Objectives ▸
a) Name every university course that the comment on education mentions by title.
b) According to the comment on education, why did a parent lodge a formal complaint?
c) Summarize the comment on education in two sentences.

Page ▸
==*==
May 7, 2009 - 3:44 pm - by Richard Fernandez
bogie wheel
2009-05-09 06:04:03

A potpourri of thoughts on above comments ….

1. Not to scare the kiddies, but they are not going to be launched into a world of unchallenged American supremacy. They are going to be competing economically against a billion or so Indians, Chinese, and other youngsters who have been raised to do one thing, and one thing above all else — SUCCEED. (“I drink your milkshake!” … anyone?) Much as it may seem unfair that the brave new global economic world will be some version of “American tots” vs. “Asian bots,” that’s what it comes down to … taking the stakes seriously. And the stakes are not merely how the individual does, but how that individual’s progeny does, and ultimately how the nation does.

Funny enough, some of the current immigrants to the U.S. and virtually all of the past-gen immigrants had this sense of great urgency — that it was going to take a lot of bare-knuckles, back-breaking work, and a rigorous no-nonsense education, to launch their kids into the dog-eat-dog American system. But they believed in the system. Instead of wanting to dumb-down the competitive standards, they wanted to elevate their kids to where they could compete and flourish.

Is America serious about education, really? Do people grasp the connection between this generation’s curriculum content and work ethic, and the United States’ productive & economic health 20 or 30 years from now?

2. LOTM @ 60 – I happened to be in grad school when the “critical thinking” fash hit the English Dept at my university. They replaced “English 101″ with “Reading and Writing Across the Curriculum” and “English 102″ with what amounted to a lit version of critical thinking. The approach had its pros and cons. The gist was to make that freshman-level English class more relevant to the non-English majors (the vast majority of students).

But the biggest indicator of what a kid got out of the course, IMO, was the teacher he/she happened to draw … and most of the teachers were us grad students. Some of us were pretty good. Some of us were furchtbar. I still remember the incident where a parent lodged a formal complaint when their freshman came home reporting that they had been learning the Freudian interpretation of “Ode to a Nightingale” in their English class (the phallic “i,” blah blah blah), just because one of our more odious grad students (a double major in philosophy & English) had taken it upon himself to lay bare the truth about the crypto-fascist Western culture to his 18-year-old charges.

“Critical thinking,” like much else in the academy, can be interpreted in any number of ways depending on the semantics. “Thinking that is critical of America and the West” is frequently how it is interpreted, unfortunately.
==*==
(Pointing records)
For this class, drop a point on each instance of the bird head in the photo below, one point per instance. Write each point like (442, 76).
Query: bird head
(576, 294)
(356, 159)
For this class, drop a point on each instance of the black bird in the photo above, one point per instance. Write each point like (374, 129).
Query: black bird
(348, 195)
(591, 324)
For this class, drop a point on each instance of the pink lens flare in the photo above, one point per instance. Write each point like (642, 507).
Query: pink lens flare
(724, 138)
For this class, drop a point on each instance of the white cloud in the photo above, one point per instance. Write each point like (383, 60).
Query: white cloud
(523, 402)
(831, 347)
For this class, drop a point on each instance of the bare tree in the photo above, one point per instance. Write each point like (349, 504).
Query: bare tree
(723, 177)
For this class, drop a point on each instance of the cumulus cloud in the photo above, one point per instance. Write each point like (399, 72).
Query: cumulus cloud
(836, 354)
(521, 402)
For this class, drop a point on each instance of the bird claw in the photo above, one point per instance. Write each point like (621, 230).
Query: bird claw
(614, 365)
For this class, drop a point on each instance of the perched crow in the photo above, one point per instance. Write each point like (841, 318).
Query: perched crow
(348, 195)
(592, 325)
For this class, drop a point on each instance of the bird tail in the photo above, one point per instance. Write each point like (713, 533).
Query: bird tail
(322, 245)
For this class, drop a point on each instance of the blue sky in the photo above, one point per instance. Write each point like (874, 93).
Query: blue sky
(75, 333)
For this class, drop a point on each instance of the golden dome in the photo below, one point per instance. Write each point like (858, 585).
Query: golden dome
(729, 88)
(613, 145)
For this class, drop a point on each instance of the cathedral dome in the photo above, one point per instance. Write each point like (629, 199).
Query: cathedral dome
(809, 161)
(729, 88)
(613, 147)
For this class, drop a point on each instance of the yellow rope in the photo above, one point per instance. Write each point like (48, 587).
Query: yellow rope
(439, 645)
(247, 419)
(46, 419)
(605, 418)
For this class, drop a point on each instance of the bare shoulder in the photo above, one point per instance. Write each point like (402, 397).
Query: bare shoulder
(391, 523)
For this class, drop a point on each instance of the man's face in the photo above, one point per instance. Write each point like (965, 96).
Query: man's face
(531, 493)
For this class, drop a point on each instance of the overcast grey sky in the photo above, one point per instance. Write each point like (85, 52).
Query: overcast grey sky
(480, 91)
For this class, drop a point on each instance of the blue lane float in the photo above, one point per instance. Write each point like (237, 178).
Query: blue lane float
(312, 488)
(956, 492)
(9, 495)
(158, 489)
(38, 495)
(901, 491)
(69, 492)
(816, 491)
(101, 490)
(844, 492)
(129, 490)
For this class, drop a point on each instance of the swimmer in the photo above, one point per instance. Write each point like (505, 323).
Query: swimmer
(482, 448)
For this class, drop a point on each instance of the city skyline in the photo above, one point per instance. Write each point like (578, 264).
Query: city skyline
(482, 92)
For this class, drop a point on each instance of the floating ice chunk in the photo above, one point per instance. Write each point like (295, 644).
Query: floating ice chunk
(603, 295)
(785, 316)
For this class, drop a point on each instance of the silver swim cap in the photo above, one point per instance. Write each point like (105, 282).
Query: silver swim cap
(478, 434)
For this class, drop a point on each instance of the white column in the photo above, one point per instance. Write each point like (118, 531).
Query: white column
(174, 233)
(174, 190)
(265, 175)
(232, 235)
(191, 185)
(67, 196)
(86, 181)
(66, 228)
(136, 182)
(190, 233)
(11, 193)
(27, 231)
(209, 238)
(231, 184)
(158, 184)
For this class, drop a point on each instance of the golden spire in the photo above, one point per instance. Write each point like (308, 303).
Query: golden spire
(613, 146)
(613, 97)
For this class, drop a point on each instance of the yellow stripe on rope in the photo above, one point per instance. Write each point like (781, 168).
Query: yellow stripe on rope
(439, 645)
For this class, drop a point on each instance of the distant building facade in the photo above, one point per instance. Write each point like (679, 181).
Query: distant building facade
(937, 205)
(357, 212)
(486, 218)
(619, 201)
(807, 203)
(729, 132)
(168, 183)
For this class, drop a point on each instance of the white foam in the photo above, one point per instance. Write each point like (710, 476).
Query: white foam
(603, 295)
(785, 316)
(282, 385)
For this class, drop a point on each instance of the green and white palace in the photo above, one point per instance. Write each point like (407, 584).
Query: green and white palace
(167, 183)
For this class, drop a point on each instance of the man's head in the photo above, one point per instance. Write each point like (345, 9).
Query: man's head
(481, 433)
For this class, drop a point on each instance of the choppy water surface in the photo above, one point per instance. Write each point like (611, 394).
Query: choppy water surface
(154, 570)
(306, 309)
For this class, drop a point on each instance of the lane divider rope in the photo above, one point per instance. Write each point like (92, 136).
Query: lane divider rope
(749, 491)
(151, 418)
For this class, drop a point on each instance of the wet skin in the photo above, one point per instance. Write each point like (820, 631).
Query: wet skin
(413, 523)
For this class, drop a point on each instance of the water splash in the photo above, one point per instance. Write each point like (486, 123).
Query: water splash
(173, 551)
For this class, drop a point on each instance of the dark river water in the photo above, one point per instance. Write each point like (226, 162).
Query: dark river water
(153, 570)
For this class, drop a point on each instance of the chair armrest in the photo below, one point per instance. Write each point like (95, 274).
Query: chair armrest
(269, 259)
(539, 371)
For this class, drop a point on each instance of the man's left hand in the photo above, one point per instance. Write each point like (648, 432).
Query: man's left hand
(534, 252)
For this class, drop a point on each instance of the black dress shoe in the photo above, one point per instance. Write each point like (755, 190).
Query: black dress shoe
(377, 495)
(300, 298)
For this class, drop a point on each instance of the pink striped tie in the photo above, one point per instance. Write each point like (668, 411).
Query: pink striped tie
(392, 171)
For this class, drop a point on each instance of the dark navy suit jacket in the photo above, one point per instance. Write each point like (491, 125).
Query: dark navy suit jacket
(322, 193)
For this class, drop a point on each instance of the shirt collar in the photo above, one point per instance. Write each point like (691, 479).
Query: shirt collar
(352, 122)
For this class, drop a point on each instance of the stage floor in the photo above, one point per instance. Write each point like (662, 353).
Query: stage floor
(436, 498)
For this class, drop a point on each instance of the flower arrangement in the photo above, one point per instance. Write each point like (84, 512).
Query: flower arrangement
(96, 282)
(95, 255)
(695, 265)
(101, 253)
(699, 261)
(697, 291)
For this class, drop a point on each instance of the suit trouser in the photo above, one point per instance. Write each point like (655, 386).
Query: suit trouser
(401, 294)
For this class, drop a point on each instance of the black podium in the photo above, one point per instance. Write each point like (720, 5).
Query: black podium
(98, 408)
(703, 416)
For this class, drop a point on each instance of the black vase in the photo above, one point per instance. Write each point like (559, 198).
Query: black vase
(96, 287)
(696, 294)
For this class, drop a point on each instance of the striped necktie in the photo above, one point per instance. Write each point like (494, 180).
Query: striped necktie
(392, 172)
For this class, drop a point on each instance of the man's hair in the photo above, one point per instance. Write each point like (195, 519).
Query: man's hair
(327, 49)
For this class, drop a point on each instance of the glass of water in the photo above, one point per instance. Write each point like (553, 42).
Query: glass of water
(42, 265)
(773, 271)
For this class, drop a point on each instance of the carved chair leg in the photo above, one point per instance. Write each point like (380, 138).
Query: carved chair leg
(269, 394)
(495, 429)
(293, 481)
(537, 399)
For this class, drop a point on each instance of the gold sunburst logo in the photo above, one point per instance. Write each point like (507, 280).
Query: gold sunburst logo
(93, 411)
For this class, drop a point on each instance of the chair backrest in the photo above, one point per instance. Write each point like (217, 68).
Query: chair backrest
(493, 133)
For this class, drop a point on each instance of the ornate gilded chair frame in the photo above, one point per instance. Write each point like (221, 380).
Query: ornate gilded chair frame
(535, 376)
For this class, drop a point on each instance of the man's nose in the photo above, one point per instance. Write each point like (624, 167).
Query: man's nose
==*==
Final answers ▸
a) English 101; Reading and Writing Across the Curriculum; English 102

b) Their freshman came home reporting that the English class had been learning the Freudian interpretation of "Ode to a Nightingale."

c) The comment argues that American children will have to compete economically against a billion or so young people raised above all to succeed, and that past immigrants, unlike those who would dumb down standards, pushed their kids to rise and compete. Recalling how a university English department adopted "critical thinking" courses, it says what students gained depended mostly on their teacher, and that "critical thinking" is often taken to mean thinking critical of America and the West.